● **ARBEITSAUFTRAG 1**
Geben Sie aus dem Urteil zur Invalidenrente den Abschnitt von „Nachdem das Verwaltungsgericht“ bis einschließlich „es darauf eintrat.“ wortgetreu wieder.
● **ARBEITSAUFTRAG 2**
Setzen Sie das Urteil zur Invalidenrente im Anschluss an die letzte gezeigte Zeile fort.

=== DOKUMENTAUSZUG ===

Eidgenössisches Versicherungsgericht
Tribunale federale delle assicurazioni
Tribunal federal d'assicuranzas
Sozialversicherungsabteilung
des Bundesgerichts
Prozess
{T 7}
I 424/03
Urteil vom 8. März 2004
III. Kammer
Besetzung
Präsidentin Leuzinger, Bundesrichter Rüedi und
Kernen; Gerichtsschreiberin Riedi Hunold
Parteien
Z.________, 1960, Beschwerdeführer, vertreten durch Fürsprecher Alexander Feuz, Spitalgasse 30, 3011 Bern,
gegen
IV-Stelle Bern, Chutzenstrasse 10, 3007 Bern, Beschwerdegegnerin
Vorinstanz
Verwaltungsgericht des Kantons Bern, Bern
(Entscheid vom 8. Mai 2003)
Sachverhalt:
A.
Z.________ (geboren 1960) ist seit Jahren als selbstständigerwerbender Fahrlehrer tätig. Am 15. Februar 1999 zog er sich bei einem Skiunfall unter anderem beidseitige Acetabulumfrakturen, eine Luxation der linken Hüfte, den Bruch verschiedener Wirbelkörper sowie eine Commotio cerebri zu. In der Folge konnte er seine Arbeit nur noch in reduziertem Ausmass aufnehmen und ersuchte um Leistungen der Invalidenversicherung. Die IV-Stelle Bern holte verschiedene ärztliche Berichte ein und liess die berufliche Situation abklären. Mit Verfügung vom 25. Oktober 2002 sprach sie Z.________ eine halbe Invalidenrente im Härtefall zuzüglich einer halben Zusatzrente für die Ehefrau sowie drei halbe Kinderrenten zu.
B.
Nachdem das Verwaltungsgericht des Kantons Bern den Rechtsvertreter von Z.________ zur präzisierenden Begründung aufgefordert hatte, wies es die gegen die Verfügung vom 25. Oktober 2002 erhobene Beschwerde mit Entscheid vom 8. Mai 2003 ab, soweit es darauf eintrat.
C.

=== DATENZEILEN ===

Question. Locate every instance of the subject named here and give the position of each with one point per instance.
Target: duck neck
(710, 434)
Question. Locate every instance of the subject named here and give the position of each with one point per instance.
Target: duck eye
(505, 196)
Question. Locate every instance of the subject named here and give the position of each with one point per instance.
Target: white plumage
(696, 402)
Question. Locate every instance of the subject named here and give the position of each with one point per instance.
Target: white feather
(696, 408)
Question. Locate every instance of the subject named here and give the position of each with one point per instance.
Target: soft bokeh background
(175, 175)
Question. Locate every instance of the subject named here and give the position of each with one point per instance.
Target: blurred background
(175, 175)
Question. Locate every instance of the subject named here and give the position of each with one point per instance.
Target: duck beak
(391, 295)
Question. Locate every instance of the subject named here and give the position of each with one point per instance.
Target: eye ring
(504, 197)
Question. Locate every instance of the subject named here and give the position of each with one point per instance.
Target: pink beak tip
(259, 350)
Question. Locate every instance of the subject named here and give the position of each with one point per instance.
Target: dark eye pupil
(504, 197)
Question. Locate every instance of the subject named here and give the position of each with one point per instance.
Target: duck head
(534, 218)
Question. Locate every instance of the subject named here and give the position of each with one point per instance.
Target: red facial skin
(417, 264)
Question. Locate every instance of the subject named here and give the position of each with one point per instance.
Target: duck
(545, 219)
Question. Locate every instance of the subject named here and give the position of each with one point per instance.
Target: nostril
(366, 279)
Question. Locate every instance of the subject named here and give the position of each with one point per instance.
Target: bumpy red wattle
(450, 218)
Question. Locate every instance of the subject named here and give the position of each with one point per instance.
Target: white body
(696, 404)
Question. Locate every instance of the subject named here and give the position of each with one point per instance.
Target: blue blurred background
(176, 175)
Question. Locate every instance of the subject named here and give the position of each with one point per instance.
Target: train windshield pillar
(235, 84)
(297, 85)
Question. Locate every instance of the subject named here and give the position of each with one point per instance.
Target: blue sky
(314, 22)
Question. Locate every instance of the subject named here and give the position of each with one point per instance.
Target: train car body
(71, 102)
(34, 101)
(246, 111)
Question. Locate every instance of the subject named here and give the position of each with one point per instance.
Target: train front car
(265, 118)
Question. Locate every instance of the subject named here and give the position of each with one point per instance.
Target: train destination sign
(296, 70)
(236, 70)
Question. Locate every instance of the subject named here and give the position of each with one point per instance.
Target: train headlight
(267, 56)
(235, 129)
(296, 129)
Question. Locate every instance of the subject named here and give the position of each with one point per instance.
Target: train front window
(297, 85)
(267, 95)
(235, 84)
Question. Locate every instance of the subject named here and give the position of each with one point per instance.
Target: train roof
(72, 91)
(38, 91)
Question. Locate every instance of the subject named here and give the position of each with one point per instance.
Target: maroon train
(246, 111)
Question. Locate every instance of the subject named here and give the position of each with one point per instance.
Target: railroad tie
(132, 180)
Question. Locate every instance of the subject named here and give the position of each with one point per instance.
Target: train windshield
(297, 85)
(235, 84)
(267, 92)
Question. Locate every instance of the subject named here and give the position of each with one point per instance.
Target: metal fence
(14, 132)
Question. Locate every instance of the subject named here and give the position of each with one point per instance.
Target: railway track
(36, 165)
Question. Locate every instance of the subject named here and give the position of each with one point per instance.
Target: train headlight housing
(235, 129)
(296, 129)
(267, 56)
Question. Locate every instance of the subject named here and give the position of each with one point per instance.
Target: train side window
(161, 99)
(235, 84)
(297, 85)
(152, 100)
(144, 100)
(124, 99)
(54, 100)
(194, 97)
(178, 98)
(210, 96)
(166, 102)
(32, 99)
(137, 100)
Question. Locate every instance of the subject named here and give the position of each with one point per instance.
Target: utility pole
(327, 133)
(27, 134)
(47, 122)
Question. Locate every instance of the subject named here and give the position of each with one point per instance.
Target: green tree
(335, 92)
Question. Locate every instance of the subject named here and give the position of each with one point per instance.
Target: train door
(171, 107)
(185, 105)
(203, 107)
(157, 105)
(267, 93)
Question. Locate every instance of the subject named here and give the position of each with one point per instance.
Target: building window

===

● **SCHRIFTLICHE ANTWORT 1**
Nachdem das Verwaltungsgericht des Kantons Bern den Rechtsvertreter von Z.________ zur präzisierenden Begründung aufgefordert hatte, wies es die gegen die Verfügung vom 25. Oktober 2002 erhobene Beschwerde mit Entscheid vom 8. Mai 2003 ab, soweit es darauf eintrat.

● **SCHRIFTLICHE ANTWORT 2**
Z.________ lässt Verwaltungsgerichtsbeschwerde führen und beantragen, es sei der kantonale Entscheid aufzuheben; eventualiter sei ihm eine ganze Rente auszurichten; subeventualiter sei festzustellen, dass sein Invaliditätsgrad mindestens 50 % betrage und er Anspruch auf eine ordentliche halbe Invalidenrente habe. Die IV-Stelle schliesst auf Abweisung der Verwaltungsgerichtsbeschwerde, soweit darauf einzutreten sei. Das Bundesamt für Sozialversicherung verzichtet auf eine Stellungnahme.
Das Eidg. Versicherungsgericht zieht in Erwägung:
1.
Wie die Vorinstanz zutreffend ausführt, ist das Bundesgesetz über den Allgemeinen Teil des Sozialversicherungsrechts (ATSG) nicht anwendbar, da die streitige Verfügung vom 25. Oktober 2002 vor In-Kraft-Treten des ATSG am 1. Januar 2003 erlassen wurde (vgl. auch 129 V 4 Erw. 1.2).
2.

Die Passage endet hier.